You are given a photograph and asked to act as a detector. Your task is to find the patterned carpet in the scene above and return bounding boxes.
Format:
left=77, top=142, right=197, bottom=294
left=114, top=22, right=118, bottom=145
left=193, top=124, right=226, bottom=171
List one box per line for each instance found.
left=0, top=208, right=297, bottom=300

◆ **REQUIRED TASK**: Write out every item again in full, requests included, and shift each bounding-box coordinate in the answers by -131.

◆ **FINAL RESULT**:
You are given a photograph and asked to act as a detector. Your task is to find the patterned carpet in the scene above and return bounding boxes.
Format:
left=77, top=142, right=197, bottom=294
left=114, top=22, right=118, bottom=145
left=193, top=124, right=226, bottom=171
List one box per line for each instance found.
left=-131, top=77, right=166, bottom=169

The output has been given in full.